• _EXERCISE AIM_
Copy the blog post about feeling trapped in an unhappy marriage below in full, word for word.

• _DOCUMENT PASSAGE_
--- START ---

結婚、育児の悩み相談

Why wouldn’t I magically meet a perfect man when I am trapped in this terrible marriage?

why I can't meet a man better than my husband but have to be trapped in my marriage?

Dear Bilingual Friends,

Have you wondered about why in the commercialized TV dramas and movies so many lucky women trapped in unfortunate marriages somehow magically meet a nice, handsome guy who saved them from their misfortunate marriages?

And some ladies may wonder,

wife A
wife A
why wouldn’t this happen to me? I am equally beautiful, young, and deserve someone better than my husband!

As a woman myself experiencing big troubles in my marriage (literally the idea of suicide occurred to me), I would like to address to all ladies.

Hiyoko
Hiyoko
Romanticized dramas and movies about a Mr Charming’s affair with a married woman are all BULLSHIT. They are nothing but an absolute betrayal of reality – these “fairy tales” are the exact opposite of reality.

--- END ---

• _MATERIAL SHOWN_
--- START ---

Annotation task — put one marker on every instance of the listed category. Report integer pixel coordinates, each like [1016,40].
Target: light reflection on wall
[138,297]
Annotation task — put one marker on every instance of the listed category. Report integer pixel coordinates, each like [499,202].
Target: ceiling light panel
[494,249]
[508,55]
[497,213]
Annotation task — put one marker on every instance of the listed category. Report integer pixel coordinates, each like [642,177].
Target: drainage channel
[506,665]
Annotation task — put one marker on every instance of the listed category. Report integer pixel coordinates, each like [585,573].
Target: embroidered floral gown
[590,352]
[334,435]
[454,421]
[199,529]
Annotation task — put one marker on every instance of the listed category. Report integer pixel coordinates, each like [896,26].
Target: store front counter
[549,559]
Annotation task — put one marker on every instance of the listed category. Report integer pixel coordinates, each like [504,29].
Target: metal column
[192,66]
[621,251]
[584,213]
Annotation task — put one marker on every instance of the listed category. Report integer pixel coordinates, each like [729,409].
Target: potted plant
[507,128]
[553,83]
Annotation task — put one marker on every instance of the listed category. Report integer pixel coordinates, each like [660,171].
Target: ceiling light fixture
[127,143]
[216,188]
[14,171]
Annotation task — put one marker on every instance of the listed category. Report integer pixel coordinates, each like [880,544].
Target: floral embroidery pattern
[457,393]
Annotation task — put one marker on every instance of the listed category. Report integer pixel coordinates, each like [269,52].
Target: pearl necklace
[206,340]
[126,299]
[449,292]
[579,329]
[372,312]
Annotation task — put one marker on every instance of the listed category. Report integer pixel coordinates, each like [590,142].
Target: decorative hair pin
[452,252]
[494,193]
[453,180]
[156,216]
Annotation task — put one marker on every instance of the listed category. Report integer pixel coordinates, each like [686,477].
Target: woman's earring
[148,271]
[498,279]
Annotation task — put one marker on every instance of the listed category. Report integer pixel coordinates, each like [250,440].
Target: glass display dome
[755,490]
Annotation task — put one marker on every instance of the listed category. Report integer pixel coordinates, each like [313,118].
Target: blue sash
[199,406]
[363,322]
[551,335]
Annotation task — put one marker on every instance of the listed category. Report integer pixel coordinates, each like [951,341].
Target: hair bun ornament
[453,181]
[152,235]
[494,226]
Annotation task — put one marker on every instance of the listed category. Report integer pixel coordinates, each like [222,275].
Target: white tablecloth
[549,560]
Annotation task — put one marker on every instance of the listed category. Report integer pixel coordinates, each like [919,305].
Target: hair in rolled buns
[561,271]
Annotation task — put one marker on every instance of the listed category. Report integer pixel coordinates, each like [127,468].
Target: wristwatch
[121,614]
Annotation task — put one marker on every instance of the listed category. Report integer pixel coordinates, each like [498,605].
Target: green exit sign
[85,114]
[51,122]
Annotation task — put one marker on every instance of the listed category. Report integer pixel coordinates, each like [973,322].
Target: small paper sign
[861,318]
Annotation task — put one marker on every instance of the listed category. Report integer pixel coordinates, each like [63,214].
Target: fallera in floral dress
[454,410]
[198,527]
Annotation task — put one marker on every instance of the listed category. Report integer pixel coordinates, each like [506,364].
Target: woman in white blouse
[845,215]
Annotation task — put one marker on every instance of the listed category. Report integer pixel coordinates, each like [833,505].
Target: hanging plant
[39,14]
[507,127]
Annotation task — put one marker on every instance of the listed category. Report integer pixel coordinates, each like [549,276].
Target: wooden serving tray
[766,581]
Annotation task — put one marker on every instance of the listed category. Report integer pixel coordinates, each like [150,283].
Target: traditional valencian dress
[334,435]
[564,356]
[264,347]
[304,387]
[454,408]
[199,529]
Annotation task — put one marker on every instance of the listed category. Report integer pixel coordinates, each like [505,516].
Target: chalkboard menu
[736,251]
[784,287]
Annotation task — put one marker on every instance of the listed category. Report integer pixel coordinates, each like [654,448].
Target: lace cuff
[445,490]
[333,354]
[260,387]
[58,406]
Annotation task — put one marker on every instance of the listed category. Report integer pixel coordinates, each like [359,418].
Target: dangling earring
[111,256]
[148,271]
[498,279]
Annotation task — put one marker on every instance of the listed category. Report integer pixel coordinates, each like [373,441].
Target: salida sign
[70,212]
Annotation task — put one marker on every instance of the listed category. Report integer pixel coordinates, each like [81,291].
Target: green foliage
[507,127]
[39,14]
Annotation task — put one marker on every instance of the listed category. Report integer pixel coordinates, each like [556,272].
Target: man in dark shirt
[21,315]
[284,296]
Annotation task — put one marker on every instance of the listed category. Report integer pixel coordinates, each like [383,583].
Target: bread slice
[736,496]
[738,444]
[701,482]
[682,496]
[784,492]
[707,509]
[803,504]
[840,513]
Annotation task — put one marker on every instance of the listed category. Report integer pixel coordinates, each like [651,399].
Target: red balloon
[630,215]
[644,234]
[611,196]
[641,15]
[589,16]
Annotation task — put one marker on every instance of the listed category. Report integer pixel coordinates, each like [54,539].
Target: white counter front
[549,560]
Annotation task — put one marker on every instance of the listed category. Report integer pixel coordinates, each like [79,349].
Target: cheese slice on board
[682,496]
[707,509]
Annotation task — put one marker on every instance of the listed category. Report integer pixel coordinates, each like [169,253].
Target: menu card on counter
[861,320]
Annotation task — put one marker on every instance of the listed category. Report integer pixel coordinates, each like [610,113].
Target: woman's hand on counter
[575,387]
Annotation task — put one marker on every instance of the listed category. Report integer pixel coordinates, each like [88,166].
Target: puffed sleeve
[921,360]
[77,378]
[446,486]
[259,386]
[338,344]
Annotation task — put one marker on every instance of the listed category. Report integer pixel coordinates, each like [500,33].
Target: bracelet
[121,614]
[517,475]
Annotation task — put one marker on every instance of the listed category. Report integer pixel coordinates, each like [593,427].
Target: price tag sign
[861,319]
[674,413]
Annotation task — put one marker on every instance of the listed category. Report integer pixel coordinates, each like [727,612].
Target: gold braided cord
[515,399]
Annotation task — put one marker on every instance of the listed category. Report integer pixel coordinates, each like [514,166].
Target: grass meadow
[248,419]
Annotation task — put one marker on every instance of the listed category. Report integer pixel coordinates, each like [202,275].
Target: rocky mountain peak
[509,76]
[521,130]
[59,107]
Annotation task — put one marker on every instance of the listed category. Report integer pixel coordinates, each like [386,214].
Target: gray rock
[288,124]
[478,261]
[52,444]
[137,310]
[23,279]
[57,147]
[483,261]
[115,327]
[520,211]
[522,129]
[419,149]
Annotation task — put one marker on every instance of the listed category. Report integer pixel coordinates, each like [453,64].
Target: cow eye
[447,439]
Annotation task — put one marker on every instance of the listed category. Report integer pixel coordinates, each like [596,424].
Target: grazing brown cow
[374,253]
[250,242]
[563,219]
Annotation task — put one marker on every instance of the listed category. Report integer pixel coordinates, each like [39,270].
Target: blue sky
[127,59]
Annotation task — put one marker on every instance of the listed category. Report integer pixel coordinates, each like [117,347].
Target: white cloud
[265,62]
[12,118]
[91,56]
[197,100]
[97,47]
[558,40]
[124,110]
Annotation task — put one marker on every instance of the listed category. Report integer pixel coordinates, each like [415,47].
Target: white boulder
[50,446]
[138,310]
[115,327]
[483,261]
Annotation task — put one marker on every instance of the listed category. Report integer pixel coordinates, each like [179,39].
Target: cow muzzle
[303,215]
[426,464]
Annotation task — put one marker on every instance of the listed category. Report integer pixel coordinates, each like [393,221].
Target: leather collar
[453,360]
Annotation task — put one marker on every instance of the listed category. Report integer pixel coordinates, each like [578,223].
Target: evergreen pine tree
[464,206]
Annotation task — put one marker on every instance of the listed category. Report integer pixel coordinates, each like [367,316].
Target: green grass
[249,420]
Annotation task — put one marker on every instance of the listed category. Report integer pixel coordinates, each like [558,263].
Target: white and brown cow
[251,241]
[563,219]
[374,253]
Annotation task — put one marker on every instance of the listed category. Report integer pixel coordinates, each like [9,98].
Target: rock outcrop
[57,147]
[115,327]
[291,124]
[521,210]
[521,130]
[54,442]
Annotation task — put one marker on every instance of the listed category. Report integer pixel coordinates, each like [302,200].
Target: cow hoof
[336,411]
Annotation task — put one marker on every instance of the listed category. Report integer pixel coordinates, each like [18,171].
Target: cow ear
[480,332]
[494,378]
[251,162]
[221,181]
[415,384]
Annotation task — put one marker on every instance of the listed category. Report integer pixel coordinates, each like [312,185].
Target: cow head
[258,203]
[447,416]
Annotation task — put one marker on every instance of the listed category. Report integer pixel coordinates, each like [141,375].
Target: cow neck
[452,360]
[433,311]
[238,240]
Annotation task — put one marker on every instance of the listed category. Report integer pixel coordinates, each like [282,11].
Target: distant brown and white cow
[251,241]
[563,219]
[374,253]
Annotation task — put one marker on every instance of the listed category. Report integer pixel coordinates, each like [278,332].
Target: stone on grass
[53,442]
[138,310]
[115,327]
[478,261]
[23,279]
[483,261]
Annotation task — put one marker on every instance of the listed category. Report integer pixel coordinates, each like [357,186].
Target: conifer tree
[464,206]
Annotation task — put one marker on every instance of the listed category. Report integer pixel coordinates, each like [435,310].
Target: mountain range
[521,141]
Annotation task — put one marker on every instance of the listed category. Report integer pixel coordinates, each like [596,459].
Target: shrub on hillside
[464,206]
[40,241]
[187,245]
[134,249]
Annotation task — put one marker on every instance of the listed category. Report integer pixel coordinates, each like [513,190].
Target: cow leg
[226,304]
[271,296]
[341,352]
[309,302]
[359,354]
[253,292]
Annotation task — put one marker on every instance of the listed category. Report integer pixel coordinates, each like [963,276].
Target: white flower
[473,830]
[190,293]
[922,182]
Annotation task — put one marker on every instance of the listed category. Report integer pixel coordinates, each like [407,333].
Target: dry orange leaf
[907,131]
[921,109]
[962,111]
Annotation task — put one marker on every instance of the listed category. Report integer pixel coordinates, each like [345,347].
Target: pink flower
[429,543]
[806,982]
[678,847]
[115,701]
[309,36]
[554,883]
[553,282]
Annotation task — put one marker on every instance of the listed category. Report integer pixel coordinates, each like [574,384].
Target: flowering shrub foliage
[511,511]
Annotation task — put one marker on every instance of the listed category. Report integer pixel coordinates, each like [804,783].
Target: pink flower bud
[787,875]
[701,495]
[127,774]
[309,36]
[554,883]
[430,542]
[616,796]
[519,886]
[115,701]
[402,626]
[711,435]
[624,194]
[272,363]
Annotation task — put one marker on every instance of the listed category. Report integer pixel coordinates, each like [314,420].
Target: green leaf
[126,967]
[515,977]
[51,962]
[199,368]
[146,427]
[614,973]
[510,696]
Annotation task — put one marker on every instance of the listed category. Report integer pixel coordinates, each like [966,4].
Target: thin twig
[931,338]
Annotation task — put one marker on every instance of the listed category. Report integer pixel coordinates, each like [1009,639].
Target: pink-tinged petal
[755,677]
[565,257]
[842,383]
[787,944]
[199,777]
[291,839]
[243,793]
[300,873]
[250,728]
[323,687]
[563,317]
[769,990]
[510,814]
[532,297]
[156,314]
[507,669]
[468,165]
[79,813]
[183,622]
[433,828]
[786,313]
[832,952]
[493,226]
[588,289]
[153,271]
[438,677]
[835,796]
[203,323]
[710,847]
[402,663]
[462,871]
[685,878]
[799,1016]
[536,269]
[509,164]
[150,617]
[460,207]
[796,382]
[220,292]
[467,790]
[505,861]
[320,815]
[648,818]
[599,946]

--- END ---

• _RESULT OF THIS TASK_
結婚、育児の悩み相談

Why wouldn’t I magically meet a perfect man when I am trapped in this terrible marriage?

why I can't meet a man better than my husband but have to be trapped in my marriage?

Dear Bilingual Friends,

Have you wondered about why in the commercialized TV dramas and movies so many lucky women trapped in unfortunate marriages somehow magically meet a nice, handsome guy who saved them from their misfortunate marriages?

And some ladies may wonder,

wife A
wife A
why wouldn’t this happen to me? I am equally beautiful, young, and deserve someone better than my husband!

As a woman myself experiencing big troubles in my marriage (literally the idea of suicide occurred to me), I would like to address to all ladies.

Hiyoko
Hiyoko
Romanticized dramas and movies about a Mr Charming’s affair with a married woman are all BULLSHIT. They are nothing but an absolute betrayal of reality – these “fairy tales” are the exact opposite of reality.